» Reading passage

Schematic diagram of the experimental setup to apply an intermittent pattern of upper airway collapse (for 1 s) and reopening (for 2 s) in anesthaetised rats. a) Upper airway collapse was achieved by occluding the nasal mask and connecting the upper airway canula to a -40 cmH2O negative-pressure source. b) The upper airway was reopened by opening the nasal mask valve and connecting the upper airway canula to a 4 cmH2O positive-pressure source. EV1 and EV2: electrovalves 1 and 2, respectively; PT: pressure transducer.

» Assignment
List every abbreviation that the caption on the upper airway collapse setup defines, each with its meaning. The rows that follow are separate material, unrelated to the caption on upper airway collapse.

» Information provided
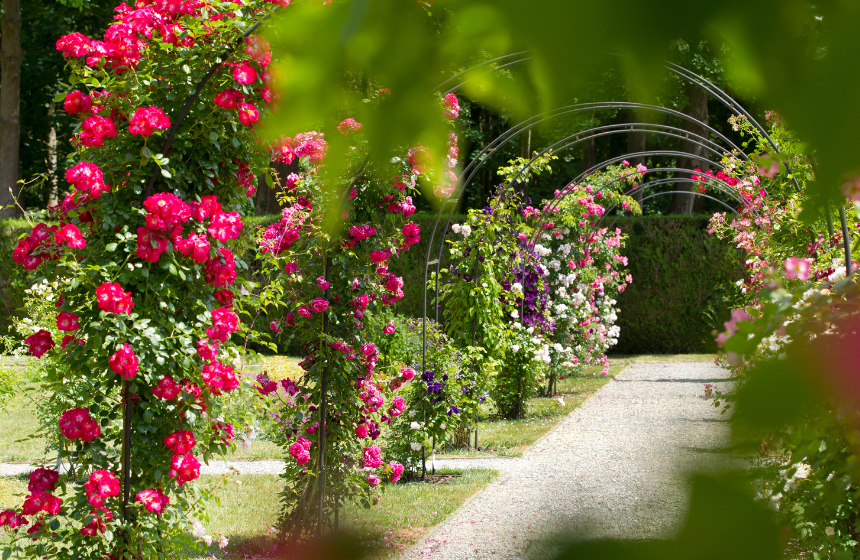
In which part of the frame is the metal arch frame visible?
[601,191,740,229]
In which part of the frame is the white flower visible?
[191,519,206,539]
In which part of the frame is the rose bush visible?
[2,0,288,560]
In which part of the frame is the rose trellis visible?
[0,0,288,559]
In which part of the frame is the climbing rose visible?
[337,117,361,135]
[57,311,80,332]
[54,224,87,249]
[173,229,209,264]
[200,362,239,395]
[290,437,311,465]
[80,117,116,148]
[311,298,329,313]
[239,103,260,126]
[169,453,200,486]
[96,282,134,313]
[233,62,257,85]
[84,469,119,508]
[206,307,239,342]
[361,445,382,469]
[24,329,54,358]
[388,461,403,483]
[215,289,234,307]
[27,467,60,492]
[108,342,138,379]
[143,193,191,231]
[152,375,182,401]
[444,93,460,120]
[197,338,220,362]
[205,247,236,288]
[128,107,170,136]
[57,33,90,58]
[784,257,811,282]
[59,408,102,442]
[164,430,197,455]
[215,89,245,109]
[206,212,242,241]
[63,91,93,115]
[135,227,169,263]
[21,491,63,515]
[136,484,169,513]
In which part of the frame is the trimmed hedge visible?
[612,216,747,354]
[0,213,746,354]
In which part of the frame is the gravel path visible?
[402,363,731,560]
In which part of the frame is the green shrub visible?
[614,216,746,354]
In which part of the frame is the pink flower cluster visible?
[84,469,119,509]
[167,453,200,488]
[135,485,170,513]
[96,282,134,313]
[24,329,54,358]
[200,362,239,395]
[128,107,170,136]
[164,430,197,455]
[290,437,311,465]
[108,342,138,379]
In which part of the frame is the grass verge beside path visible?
[0,470,496,560]
[436,354,716,458]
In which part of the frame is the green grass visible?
[437,354,716,457]
[181,470,495,560]
[0,384,47,462]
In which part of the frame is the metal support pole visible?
[317,258,331,536]
[122,379,131,521]
[839,204,852,276]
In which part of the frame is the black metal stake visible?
[317,258,331,536]
[122,379,131,521]
[839,204,851,276]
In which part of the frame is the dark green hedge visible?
[612,216,746,354]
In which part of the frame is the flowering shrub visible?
[386,319,486,476]
[3,0,288,560]
[525,161,647,377]
[254,96,456,537]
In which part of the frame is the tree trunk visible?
[627,112,646,203]
[669,84,708,215]
[48,102,60,208]
[0,0,24,218]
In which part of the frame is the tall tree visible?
[0,0,24,218]
[669,84,708,216]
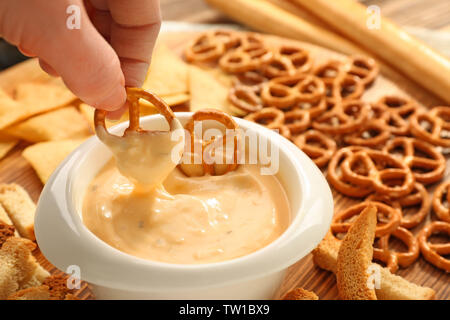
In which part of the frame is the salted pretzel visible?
[94,87,175,139]
[433,181,450,223]
[331,201,401,237]
[219,33,273,73]
[185,30,239,62]
[228,85,263,114]
[261,74,325,109]
[341,149,415,198]
[312,100,369,134]
[179,109,241,177]
[373,227,420,273]
[418,221,450,272]
[327,146,373,198]
[383,137,446,184]
[410,107,450,148]
[347,55,380,87]
[284,109,311,134]
[344,119,391,148]
[263,45,312,78]
[244,108,284,129]
[294,130,337,168]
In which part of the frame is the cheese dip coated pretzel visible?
[94,88,184,188]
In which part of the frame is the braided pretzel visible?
[331,201,401,237]
[341,149,414,198]
[373,227,420,273]
[312,100,369,134]
[179,109,240,177]
[347,55,380,87]
[383,137,446,184]
[219,33,273,73]
[228,85,263,113]
[261,74,325,109]
[327,146,373,198]
[433,181,450,223]
[418,221,450,272]
[284,109,310,134]
[263,45,312,78]
[94,88,175,136]
[185,30,239,62]
[344,119,390,148]
[410,107,450,148]
[94,88,180,187]
[294,130,337,168]
[244,108,284,128]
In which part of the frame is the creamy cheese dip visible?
[82,161,290,264]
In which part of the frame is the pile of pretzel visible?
[186,30,450,272]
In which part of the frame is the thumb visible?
[0,0,126,111]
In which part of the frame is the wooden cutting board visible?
[0,32,450,299]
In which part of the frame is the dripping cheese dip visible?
[82,161,290,264]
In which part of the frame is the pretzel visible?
[94,87,175,136]
[244,108,284,128]
[294,130,337,168]
[179,109,240,177]
[185,30,239,62]
[433,181,450,223]
[373,227,420,273]
[331,201,401,237]
[410,107,450,148]
[261,74,325,109]
[327,146,373,198]
[418,221,450,272]
[263,45,312,78]
[344,119,390,148]
[284,109,310,134]
[383,137,446,184]
[347,55,380,87]
[312,100,369,134]
[341,149,414,198]
[219,33,273,73]
[228,85,263,113]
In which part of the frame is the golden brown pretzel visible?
[228,85,263,113]
[94,87,175,136]
[179,109,241,177]
[373,227,420,273]
[347,55,380,87]
[344,119,391,148]
[312,100,370,134]
[294,130,337,168]
[327,146,373,198]
[263,45,312,78]
[433,181,450,223]
[341,149,415,198]
[261,74,325,109]
[284,109,311,134]
[383,137,446,184]
[410,107,450,148]
[331,201,401,237]
[244,108,284,128]
[418,221,450,272]
[219,33,273,73]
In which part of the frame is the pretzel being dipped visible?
[179,109,241,177]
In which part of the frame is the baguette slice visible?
[336,205,377,300]
[0,183,36,241]
[313,233,436,300]
[282,288,319,300]
[8,286,50,300]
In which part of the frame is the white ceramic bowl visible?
[35,113,333,299]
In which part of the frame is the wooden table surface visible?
[160,0,450,32]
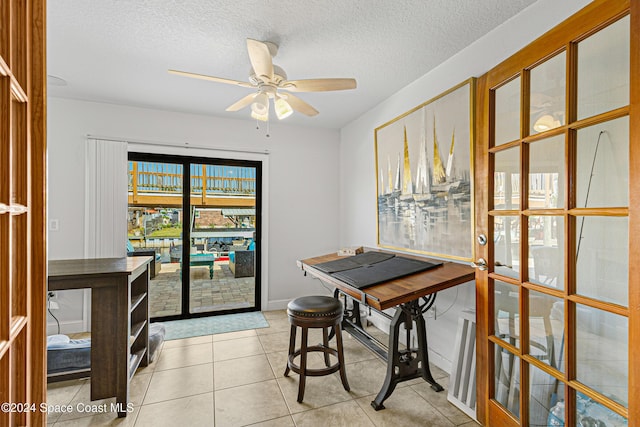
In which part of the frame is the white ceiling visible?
[47,0,535,129]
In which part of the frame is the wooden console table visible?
[297,249,475,410]
[48,256,153,417]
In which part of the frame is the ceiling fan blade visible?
[247,39,273,81]
[280,79,357,92]
[280,93,318,117]
[169,70,255,88]
[227,93,257,111]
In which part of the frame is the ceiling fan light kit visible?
[169,39,356,121]
[273,97,293,120]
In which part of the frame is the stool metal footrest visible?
[284,345,340,377]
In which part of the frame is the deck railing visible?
[129,162,256,196]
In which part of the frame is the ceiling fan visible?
[169,39,356,121]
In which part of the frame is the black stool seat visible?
[284,296,350,402]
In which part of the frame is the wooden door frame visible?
[0,0,47,426]
[475,0,640,426]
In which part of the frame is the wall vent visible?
[447,309,477,421]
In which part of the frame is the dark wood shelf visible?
[131,292,147,313]
[129,320,147,346]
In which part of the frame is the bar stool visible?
[284,296,350,402]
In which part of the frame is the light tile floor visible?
[47,311,477,427]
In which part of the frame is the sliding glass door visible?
[128,153,261,320]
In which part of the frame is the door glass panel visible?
[529,52,566,135]
[493,216,520,279]
[494,77,520,146]
[493,147,520,210]
[529,216,564,289]
[529,365,565,427]
[529,291,564,371]
[576,216,629,306]
[189,164,256,313]
[578,16,630,119]
[576,117,629,208]
[529,135,565,209]
[494,280,520,347]
[576,304,629,407]
[576,392,628,427]
[493,344,520,418]
[127,161,184,318]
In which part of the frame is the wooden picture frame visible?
[375,78,476,261]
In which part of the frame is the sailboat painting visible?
[375,78,475,261]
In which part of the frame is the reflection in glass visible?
[576,304,629,407]
[529,365,565,427]
[576,392,628,427]
[529,216,564,289]
[529,291,564,371]
[494,280,520,347]
[494,77,520,146]
[576,117,629,208]
[493,216,520,279]
[493,147,520,210]
[578,16,630,119]
[576,216,629,306]
[493,344,520,418]
[529,52,566,135]
[529,135,565,209]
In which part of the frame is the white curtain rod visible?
[86,134,269,154]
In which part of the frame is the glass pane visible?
[529,365,565,427]
[576,392,628,427]
[576,117,629,208]
[576,216,629,306]
[494,77,520,146]
[189,164,256,313]
[529,291,564,371]
[494,280,520,347]
[493,216,520,279]
[529,52,566,135]
[529,135,565,209]
[127,162,184,318]
[493,147,520,210]
[493,344,520,418]
[576,304,629,407]
[529,216,564,289]
[578,16,630,119]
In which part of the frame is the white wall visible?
[340,0,589,372]
[48,98,339,333]
[48,0,589,372]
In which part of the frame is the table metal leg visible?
[371,300,444,411]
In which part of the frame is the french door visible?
[0,0,47,426]
[476,0,640,426]
[128,153,261,320]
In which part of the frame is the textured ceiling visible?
[47,0,535,128]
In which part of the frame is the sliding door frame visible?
[128,152,263,321]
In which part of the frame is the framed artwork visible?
[375,78,476,261]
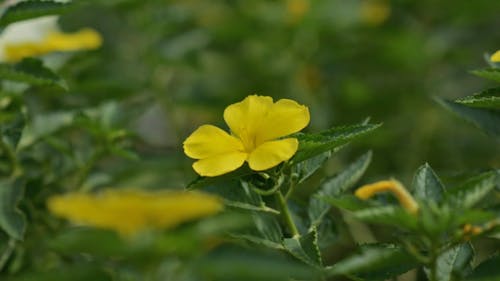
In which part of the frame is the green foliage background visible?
[0,0,500,280]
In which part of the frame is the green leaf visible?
[425,243,474,281]
[291,123,382,164]
[194,245,320,281]
[0,58,67,90]
[0,179,26,240]
[412,163,445,203]
[327,244,417,280]
[0,0,69,28]
[455,88,500,109]
[467,253,500,281]
[471,68,500,82]
[308,152,372,227]
[447,171,498,209]
[187,165,255,189]
[353,206,418,230]
[19,111,76,148]
[283,228,323,267]
[438,99,500,138]
[293,151,332,184]
[2,262,114,281]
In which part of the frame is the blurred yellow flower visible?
[184,95,309,177]
[361,0,391,26]
[490,50,500,62]
[354,180,418,214]
[47,190,223,235]
[0,16,102,62]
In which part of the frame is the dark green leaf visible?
[413,163,445,203]
[195,246,320,281]
[455,88,500,109]
[472,68,500,82]
[283,228,323,267]
[327,244,417,280]
[293,151,332,183]
[291,124,382,164]
[0,0,69,28]
[467,253,500,281]
[308,152,372,227]
[438,100,500,138]
[0,179,26,240]
[448,171,498,209]
[425,243,474,281]
[0,58,67,90]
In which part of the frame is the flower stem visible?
[275,191,299,237]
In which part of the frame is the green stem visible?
[0,238,16,271]
[275,191,299,237]
[0,136,22,178]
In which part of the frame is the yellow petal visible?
[193,152,248,177]
[45,28,102,51]
[184,125,244,159]
[490,50,500,62]
[256,99,310,144]
[248,138,299,171]
[224,95,273,151]
[47,190,222,235]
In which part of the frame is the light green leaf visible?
[327,244,417,280]
[283,228,323,267]
[0,179,26,240]
[291,123,382,164]
[308,152,372,227]
[292,151,332,184]
[447,171,498,209]
[455,88,500,109]
[413,163,445,203]
[438,99,500,138]
[471,68,500,82]
[467,253,500,281]
[425,243,474,281]
[0,0,69,28]
[0,58,67,90]
[353,206,418,230]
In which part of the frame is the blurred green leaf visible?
[327,244,417,280]
[196,246,320,281]
[425,243,474,281]
[6,262,113,281]
[283,228,323,267]
[290,123,382,165]
[438,99,500,138]
[455,88,500,109]
[0,0,69,28]
[412,163,445,203]
[0,58,67,90]
[308,152,372,227]
[447,171,498,209]
[471,68,500,82]
[19,111,76,148]
[467,253,500,281]
[353,206,418,230]
[0,179,26,240]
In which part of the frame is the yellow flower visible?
[0,16,102,62]
[184,95,309,177]
[490,50,500,62]
[354,180,418,214]
[47,190,223,235]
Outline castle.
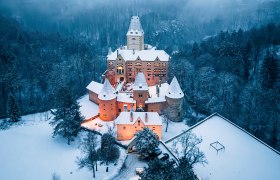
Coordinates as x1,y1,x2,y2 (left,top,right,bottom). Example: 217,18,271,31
87,16,184,140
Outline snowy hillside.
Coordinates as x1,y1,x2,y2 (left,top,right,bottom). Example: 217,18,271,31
0,113,126,180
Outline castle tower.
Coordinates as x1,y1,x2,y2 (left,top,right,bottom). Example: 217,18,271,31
126,16,144,51
165,76,184,121
98,78,117,121
133,73,149,110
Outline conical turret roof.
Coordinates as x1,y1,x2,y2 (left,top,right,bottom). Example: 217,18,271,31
98,78,117,100
166,76,184,99
133,72,148,90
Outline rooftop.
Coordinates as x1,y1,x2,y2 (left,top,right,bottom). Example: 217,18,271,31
107,46,170,61
98,79,117,100
116,112,162,125
126,16,144,36
166,76,184,99
87,81,103,94
133,72,149,91
166,114,280,180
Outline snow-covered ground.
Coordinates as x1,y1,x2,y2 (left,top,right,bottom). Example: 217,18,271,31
114,154,148,180
0,113,126,180
162,118,189,142
167,115,280,180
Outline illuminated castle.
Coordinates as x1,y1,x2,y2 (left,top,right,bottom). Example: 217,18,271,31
87,16,184,140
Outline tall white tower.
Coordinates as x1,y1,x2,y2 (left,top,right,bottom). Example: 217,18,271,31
126,16,144,51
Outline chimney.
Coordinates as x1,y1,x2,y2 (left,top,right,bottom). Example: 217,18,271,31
130,112,133,122
145,113,148,122
123,104,127,112
156,85,159,97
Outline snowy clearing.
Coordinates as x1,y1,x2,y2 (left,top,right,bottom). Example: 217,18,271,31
167,114,280,180
0,113,126,180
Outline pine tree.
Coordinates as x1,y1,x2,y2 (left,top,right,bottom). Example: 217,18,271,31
6,94,20,122
135,127,159,156
100,133,120,164
260,50,279,89
77,132,99,178
50,87,84,144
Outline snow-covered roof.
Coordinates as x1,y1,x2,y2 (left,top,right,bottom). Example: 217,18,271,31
98,79,117,100
78,95,99,120
166,76,184,99
107,46,169,61
117,93,136,103
166,113,280,180
133,72,148,91
149,83,169,97
126,16,144,36
145,96,166,104
116,112,162,126
87,81,103,94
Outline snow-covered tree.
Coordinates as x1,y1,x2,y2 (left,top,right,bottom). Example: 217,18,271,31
135,127,159,156
77,132,99,178
260,51,280,88
172,132,207,168
6,94,20,122
50,87,84,144
99,133,120,164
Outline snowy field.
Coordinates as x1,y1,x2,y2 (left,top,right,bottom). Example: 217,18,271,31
167,115,280,180
162,121,189,142
0,113,126,180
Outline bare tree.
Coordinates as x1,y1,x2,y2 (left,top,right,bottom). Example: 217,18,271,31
172,132,207,167
161,111,170,132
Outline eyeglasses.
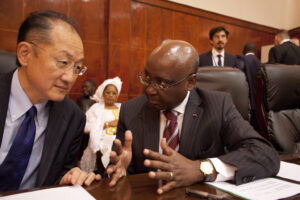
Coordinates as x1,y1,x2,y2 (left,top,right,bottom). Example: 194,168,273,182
27,41,87,76
138,71,194,90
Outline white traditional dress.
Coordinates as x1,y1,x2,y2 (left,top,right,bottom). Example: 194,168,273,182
79,77,122,172
80,103,121,172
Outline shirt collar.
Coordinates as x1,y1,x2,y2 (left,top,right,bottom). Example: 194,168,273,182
211,48,225,58
8,69,48,121
280,39,291,44
160,91,190,114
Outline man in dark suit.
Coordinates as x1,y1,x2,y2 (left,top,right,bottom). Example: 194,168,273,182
107,40,279,194
268,30,300,65
199,26,237,67
0,11,100,192
237,43,261,130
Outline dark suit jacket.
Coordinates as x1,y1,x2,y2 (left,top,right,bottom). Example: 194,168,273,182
268,42,300,65
237,54,261,110
0,72,85,187
199,51,237,67
117,88,279,184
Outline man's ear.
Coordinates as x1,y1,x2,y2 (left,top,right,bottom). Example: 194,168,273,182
17,42,33,66
187,74,197,90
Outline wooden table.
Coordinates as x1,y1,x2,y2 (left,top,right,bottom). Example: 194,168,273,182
0,154,300,200
86,174,240,200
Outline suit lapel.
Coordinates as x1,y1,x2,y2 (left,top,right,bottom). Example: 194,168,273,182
207,51,213,66
0,71,14,147
224,52,233,67
36,102,67,186
179,89,203,156
141,106,160,152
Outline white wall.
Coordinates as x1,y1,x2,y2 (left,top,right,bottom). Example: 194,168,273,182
169,0,300,30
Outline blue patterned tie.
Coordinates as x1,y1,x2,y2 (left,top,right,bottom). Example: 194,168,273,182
217,54,222,67
0,106,36,192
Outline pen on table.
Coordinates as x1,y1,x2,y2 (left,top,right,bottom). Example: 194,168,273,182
185,188,230,200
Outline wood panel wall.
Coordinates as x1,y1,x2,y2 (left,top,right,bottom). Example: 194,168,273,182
0,0,277,101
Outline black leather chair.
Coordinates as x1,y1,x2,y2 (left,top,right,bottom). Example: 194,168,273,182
196,66,250,121
0,50,18,74
262,64,300,153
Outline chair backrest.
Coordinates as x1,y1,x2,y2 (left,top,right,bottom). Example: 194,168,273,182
262,64,300,153
0,50,18,74
262,64,300,111
196,67,250,121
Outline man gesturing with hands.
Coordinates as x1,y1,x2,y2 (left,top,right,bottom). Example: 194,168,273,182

» Exercise answer
EV1: electrovalve 1
EV2: electrovalve 2
PT: pressure transducer